Exercise requirements:
Please copy each of the following entries word for word, keeping every line exactly as it is.

(begin)

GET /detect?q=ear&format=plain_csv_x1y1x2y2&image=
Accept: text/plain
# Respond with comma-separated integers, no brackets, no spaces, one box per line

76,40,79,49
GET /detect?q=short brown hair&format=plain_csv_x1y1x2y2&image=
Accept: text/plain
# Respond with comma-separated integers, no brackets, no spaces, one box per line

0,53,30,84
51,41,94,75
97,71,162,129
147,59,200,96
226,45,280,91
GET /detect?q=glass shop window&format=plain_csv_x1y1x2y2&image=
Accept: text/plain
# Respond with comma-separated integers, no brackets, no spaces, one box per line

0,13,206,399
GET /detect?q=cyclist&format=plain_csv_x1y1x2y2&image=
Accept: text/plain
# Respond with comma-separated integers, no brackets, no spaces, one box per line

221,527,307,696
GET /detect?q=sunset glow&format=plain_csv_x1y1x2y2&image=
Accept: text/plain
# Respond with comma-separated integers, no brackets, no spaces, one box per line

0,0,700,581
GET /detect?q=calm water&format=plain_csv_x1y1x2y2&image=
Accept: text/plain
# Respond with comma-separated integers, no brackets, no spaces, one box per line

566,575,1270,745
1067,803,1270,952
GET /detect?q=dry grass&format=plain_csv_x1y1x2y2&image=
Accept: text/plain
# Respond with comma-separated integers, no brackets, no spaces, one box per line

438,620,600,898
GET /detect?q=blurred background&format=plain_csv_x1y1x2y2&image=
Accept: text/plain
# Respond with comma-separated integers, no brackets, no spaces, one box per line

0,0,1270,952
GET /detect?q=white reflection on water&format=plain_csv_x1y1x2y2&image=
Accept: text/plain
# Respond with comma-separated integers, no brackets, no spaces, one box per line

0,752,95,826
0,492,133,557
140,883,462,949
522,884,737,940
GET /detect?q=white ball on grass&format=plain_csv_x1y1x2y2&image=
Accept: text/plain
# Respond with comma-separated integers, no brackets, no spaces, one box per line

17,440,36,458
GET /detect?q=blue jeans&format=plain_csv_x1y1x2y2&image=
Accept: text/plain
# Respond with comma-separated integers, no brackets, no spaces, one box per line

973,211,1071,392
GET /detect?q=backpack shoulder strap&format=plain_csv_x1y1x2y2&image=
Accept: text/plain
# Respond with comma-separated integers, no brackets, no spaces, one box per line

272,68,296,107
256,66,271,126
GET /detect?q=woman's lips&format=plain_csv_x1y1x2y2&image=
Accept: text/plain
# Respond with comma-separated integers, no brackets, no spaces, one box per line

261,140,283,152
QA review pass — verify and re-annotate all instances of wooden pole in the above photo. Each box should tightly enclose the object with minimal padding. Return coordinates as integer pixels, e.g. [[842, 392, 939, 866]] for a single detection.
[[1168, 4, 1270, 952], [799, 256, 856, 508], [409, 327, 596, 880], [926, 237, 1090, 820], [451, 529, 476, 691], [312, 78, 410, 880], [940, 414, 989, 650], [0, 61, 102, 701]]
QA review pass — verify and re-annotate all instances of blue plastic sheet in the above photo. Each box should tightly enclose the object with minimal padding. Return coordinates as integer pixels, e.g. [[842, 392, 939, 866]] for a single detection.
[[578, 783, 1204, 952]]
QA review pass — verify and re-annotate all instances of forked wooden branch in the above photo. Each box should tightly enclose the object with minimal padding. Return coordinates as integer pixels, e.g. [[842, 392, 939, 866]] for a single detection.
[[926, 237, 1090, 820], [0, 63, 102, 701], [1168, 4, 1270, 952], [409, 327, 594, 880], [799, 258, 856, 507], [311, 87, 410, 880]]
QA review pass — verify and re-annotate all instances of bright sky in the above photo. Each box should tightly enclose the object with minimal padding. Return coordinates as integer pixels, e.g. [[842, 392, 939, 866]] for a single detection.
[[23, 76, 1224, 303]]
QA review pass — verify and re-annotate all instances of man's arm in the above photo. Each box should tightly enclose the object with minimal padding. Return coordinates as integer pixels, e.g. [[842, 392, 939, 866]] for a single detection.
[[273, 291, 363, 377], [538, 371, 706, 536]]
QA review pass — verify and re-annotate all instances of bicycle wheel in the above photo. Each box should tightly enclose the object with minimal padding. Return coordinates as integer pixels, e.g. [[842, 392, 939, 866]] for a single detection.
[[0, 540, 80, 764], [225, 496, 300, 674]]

(end)

The reply:
GET /detect?q=ear&format=plain_csv_x1y1x2y2&image=
Accept: text/plain
# Respond with comma-separated integers, no brackets, no spaces, one box per line

76,40,79,49
GET /detect?q=short brown hair&format=plain_csv_x1y1x2y2&image=
Accept: text/plain
# Respond with comma-separated integers, no brackets, no spaces, one box per line

0,53,30,84
51,41,94,75
97,71,162,129
147,59,200,96
226,45,280,91
GET /detect?q=glass shop window&format=plain_csv_x1y1x2y2&image=
Accept: text/plain
# Respond with comma-separated integers, no brackets, no spaces, one box per line

0,13,206,399
GET /detect?q=cyclist&format=plain_csv_x1y1x2y2&image=
Accept: text/plain
# Respond with comma-separated integers, no brackets, no spaces, one box per line

221,527,307,696
GET /detect?q=sunset glow&format=plain_csv_x1y1x2y2&image=
Accept: text/plain
# Respond with comma-separated integers, no brackets, no spaces, one box per line

0,0,700,581
GET /detect?q=calm water&format=plain_csv_x1y1x2y2&image=
Accept: text/plain
# Respond with comma-separated integers, no brackets, no spaces, one box per line

566,575,1270,745
1067,803,1270,952
GET /detect?q=dry grass&format=plain_csv_x1y1x2y2&image=
Accept: text/plain
# Respond with comma-separated integers, no brackets, no spaces, one box per line

438,620,600,898
GET /detect?q=blurred background&format=plain_csv_x1y1x2y2&image=
Accept: text/plain
# Respond with comma-separated integers, no brackets, no spaces, one box per line

0,0,1270,952
GET /detect?q=white reflection on water&format=plain_csv_x1y1x2y2&image=
Accept: text/plain
# Respond with comma-separated integers, no brackets, no spaces, one box per line

0,752,95,826
0,492,133,557
140,883,462,949
522,884,737,940
GET /detect?q=white ball on grass&format=plain_csv_x1y1x2y2&image=
Accept: text/plain
# Respond with comma-separated integers, no brackets, no spaces, one box per line

17,440,36,458
GET /detect?q=blue jeans&format=plain_csv_x1y1x2y2&image=
Accept: text/plain
# Respond with comma-separated integers, no brackets, no spaces, one box per line

973,211,1071,392
GET /detect?q=backpack shoulder strap&format=plain_csv_x1y1x2y2&image=
Accept: text/plain
# Respond with comma-separated integers, no brackets, no spaces, one box per line

272,68,296,107
256,66,271,126
GET /detect?q=woman's lips&format=plain_csv_x1y1x2y2&image=
Accept: text/plain
# Respond with comma-separated integers, no brackets, no spaces, one box per line

261,140,283,152
QA review pass — verify and re-annotate all instances of wooden pole in the above photo. Each box should tightly enclose the object with minimal padding. Return coordinates as integer pixels, e.g. [[842, 392, 939, 866]] for a single detection.
[[1168, 4, 1270, 952], [799, 256, 856, 508], [409, 327, 596, 880], [926, 237, 1090, 820], [451, 529, 476, 691], [312, 78, 410, 880], [940, 414, 989, 650], [0, 61, 102, 701]]
QA review pass — verify and re-annotate all instances of blue plastic sheet in the above photo. Each box should tightly enclose the object with minimal padding. Return coordinates as integer pixels, e.g. [[842, 392, 939, 866]] for a single detection.
[[578, 783, 1204, 952]]
QA review pass — verify and re-annotate all instances of forked wooden branch in the above photo. Each box should tightly enclose the object with minimal padding. Return coordinates as integer pixels, e.g. [[842, 392, 939, 866]] for a single detection.
[[926, 237, 1090, 820], [0, 63, 102, 701], [1168, 4, 1270, 952], [409, 327, 594, 880], [799, 258, 856, 507], [311, 87, 410, 880]]
QA review pass — verify and re-annotate all instances of bright sky in the above photo. Each box should tightly enclose the object with minimal padding. Return coordinates as integer pixels, e.g. [[842, 392, 939, 866]] for a single detection.
[[23, 76, 1224, 303]]
QA review pass — verify and re-annotate all instances of man's arm in the above photo. Each box should tightly enclose the object with minimal padding. Return coordinates as integer pixels, e.g. [[842, 392, 939, 866]] for a single detection.
[[273, 291, 363, 377], [538, 371, 706, 536]]
QA review pass — verify and re-annotate all instances of bicycle wheel in the above photo. Each box should tightly enclose the object with minimal padding. Return coordinates as integer pixels, e.g. [[842, 392, 939, 866]] for a single detection.
[[0, 540, 80, 764], [225, 496, 300, 674]]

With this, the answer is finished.